------ Data for this exercise

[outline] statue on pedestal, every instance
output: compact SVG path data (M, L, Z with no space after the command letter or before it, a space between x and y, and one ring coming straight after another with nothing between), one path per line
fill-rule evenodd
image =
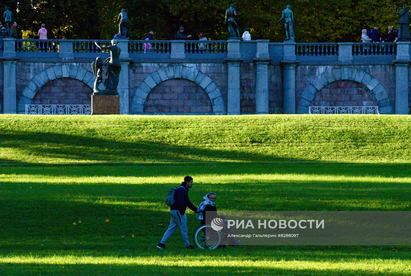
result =
M399 19L398 23L398 37L397 41L409 41L410 28L409 28L409 10L405 6L402 7L402 10L397 11L398 5L395 7L395 13L399 15Z
M100 50L107 49L110 50L110 57L102 63L99 57L96 59L96 61L92 63L94 76L96 78L94 82L93 95L118 95L117 86L121 71L121 62L120 58L121 49L117 45L118 43L117 40L113 40L111 41L111 45L103 47L97 41L94 41L96 46ZM106 64L107 65L107 69L104 82L104 90L99 90L98 85L102 80L102 66Z
M118 24L119 38L120 39L128 39L130 37L128 30L127 29L128 26L128 15L126 12L125 9L122 9L118 15L117 24Z
M281 18L277 21L277 23L279 22L283 18L284 18L285 21L284 26L285 27L285 33L287 35L287 38L285 40L289 40L290 41L294 42L295 40L293 26L294 16L293 14L293 11L291 10L291 6L290 5L287 5L286 9L283 11Z
M230 7L226 11L226 25L229 25L229 32L230 33L230 38L241 39L240 37L240 32L238 32L238 25L236 21L236 19L238 17L237 11L234 8L234 4L230 5Z
M12 21L13 20L13 13L9 9L9 7L7 6L5 7L6 11L3 14L3 19L6 23L6 37L9 37L12 36L12 30L10 28L12 26Z

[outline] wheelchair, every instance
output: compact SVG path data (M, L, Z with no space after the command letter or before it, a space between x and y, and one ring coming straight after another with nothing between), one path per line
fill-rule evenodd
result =
M225 228L216 231L210 224L204 224L194 230L193 240L197 247L202 249L214 249L221 244L225 243L228 234Z

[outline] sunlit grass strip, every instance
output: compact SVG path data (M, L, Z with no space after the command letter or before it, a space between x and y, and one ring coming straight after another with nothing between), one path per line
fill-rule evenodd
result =
M326 258L326 253L318 254L319 258ZM244 257L230 256L229 259L212 256L177 255L173 256L152 256L148 257L119 257L115 255L105 257L57 255L37 257L33 255L6 256L0 258L0 263L58 264L99 264L106 265L127 264L139 266L155 265L166 268L168 267L254 267L261 269L280 268L284 269L313 269L314 270L375 270L381 272L406 273L411 266L411 260L404 260L370 258L366 260L350 258L339 260L273 260L271 258L259 260L247 260Z

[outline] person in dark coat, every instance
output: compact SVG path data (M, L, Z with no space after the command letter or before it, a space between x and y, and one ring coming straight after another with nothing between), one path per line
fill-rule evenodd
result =
M378 30L378 25L374 25L374 29L371 29L368 31L367 35L372 40L372 42L380 42L381 39L381 32Z
M176 40L187 40L191 37L191 34L186 35L184 34L184 28L182 26L180 27L180 30L177 32L177 33L175 34L174 39Z
M226 218L224 216L219 215L217 214L217 208L215 206L215 200L217 196L215 193L210 192L203 198L198 208L197 218L200 220L201 225L211 224L211 221L216 218L219 218L223 220ZM228 228L224 226L224 230L226 234L233 234L233 229ZM240 245L242 244L240 240L233 237L228 237L229 245ZM225 248L225 245L221 245L220 247Z
M389 26L388 31L386 33L385 42L393 42L395 41L395 38L398 35L398 32L393 28L392 26Z
M187 207L194 212L197 211L197 207L191 202L188 197L188 190L192 186L193 178L187 175L184 177L184 181L181 182L181 185L175 189L174 196L174 202L170 208L170 216L171 216L170 225L162 238L161 241L157 245L157 248L160 249L166 248L166 242L174 234L178 227L180 229L181 236L185 244L185 248L187 249L195 248L190 244L188 239L187 215L185 214Z

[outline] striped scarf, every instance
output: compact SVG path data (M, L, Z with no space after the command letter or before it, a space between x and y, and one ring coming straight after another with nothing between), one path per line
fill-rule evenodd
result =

------------

What you should do ▸
Output every line above as a JSON list of strings, one string per line, leaving out blank lines and the pictures.

Complete answer ▸
[
  "[outline] statue on pedestal, every instance",
  "output: compact SVG path data (M, L, Z with no space after the command letter or before it, a space between x and y, and one ring coming straight after another with nothing between), one path per line",
  "fill-rule evenodd",
  "image =",
  "result =",
  "M399 19L398 23L398 37L397 41L409 41L410 28L409 28L409 10L405 6L402 7L402 10L397 11L398 5L395 7L395 13L399 15Z",
  "M100 50L107 49L110 50L110 57L102 63L99 57L96 59L96 61L92 63L94 76L96 78L94 82L93 95L118 95L117 86L121 71L121 62L120 58L121 49L117 45L118 43L117 40L113 40L111 41L111 45L103 47L97 41L94 41L96 46ZM106 64L107 65L107 69L104 82L104 90L99 90L98 85L102 80L102 66Z",
  "M118 24L119 38L120 39L128 39L130 37L128 30L127 29L128 26L128 15L126 12L125 9L122 9L118 15L117 24Z",
  "M281 18L277 21L277 23L279 22L283 18L284 18L285 21L284 26L285 27L285 33L287 35L287 38L285 40L289 40L290 41L294 42L295 40L293 26L294 16L293 14L293 11L291 10L291 6L290 5L287 5L286 9L283 11Z",
  "M230 7L226 11L226 25L229 25L229 32L230 33L230 38L241 39L240 37L240 32L238 32L238 25L236 21L236 19L238 17L237 11L234 8L234 4L230 5Z",
  "M12 21L13 20L13 13L9 9L9 7L7 6L5 7L6 11L3 14L3 19L6 23L6 37L9 37L12 36L12 30L10 28L12 26Z",
  "[outline] wheelchair, every instance",
  "output: compact SVG path data (M, L, Z with no space after the command letter or before it, a space between x and y, and one ring coming straight after another with nothing between), one path per line",
  "fill-rule evenodd",
  "result =",
  "M225 228L216 231L210 224L204 224L194 230L193 240L197 247L202 249L214 249L221 244L225 243L228 234Z",
  "[outline] sunlit grass strip, every instance",
  "output: compact SVG path data (M, L, Z with no space after the command letter or before it, a space between x and y, and one ring coming straight after another with nothing between), one path per line",
  "fill-rule evenodd",
  "result =",
  "M326 258L326 253L318 254L319 258ZM244 257L230 256L229 259L212 256L177 255L173 256L152 256L148 257L119 257L115 255L105 257L57 255L37 257L33 255L6 256L0 258L0 263L58 264L99 264L106 265L127 264L139 266L155 265L166 268L168 267L254 267L261 269L280 268L284 269L313 269L314 270L375 270L381 272L406 273L411 266L411 260L404 260L370 258L366 260L350 258L339 260L273 260L271 258L259 260L247 260Z",
  "[outline] person in dark coat, every instance",
  "output: compact SVG path data (M, L, Z with no space after the command letter or before it, a space between x and y, and one ring coming straight after another with nothing between), one path per line",
  "fill-rule evenodd",
  "result =",
  "M378 30L378 25L374 25L374 29L371 29L368 31L367 35L372 40L372 42L380 42L381 39L381 32Z",
  "M176 40L187 40L191 37L191 34L186 35L184 34L184 28L182 26L180 27L180 30L177 32L177 33L175 34L174 39Z",
  "M226 218L224 216L219 215L217 214L217 208L215 206L215 200L217 196L215 193L210 192L203 198L198 208L197 218L200 220L201 225L211 224L211 221L216 218L219 218L223 220ZM228 228L224 226L224 230L226 234L233 234L233 229ZM240 245L242 244L240 240L233 237L228 237L229 245ZM225 248L225 245L221 245L220 247Z",
  "M389 26L388 31L386 33L385 42L393 42L395 41L395 38L398 35L398 32L393 28L392 26Z",
  "M187 207L194 212L197 211L197 207L191 202L188 197L188 190L192 186L193 178L187 175L184 177L184 181L181 182L181 185L175 189L174 196L174 202L170 208L170 216L171 216L170 225L162 238L161 241L157 245L157 248L160 249L166 248L166 242L174 234L178 227L180 229L181 236L185 244L185 248L187 249L195 248L190 244L188 239L187 215L185 214Z",
  "[outline] striped scarf, every instance",
  "output: compact SVG path data (M, L, Z with no space after the command letter or before it, a space between x and y, and one ring coming straight after another with nothing between), one path per line",
  "fill-rule evenodd",
  "result ="
]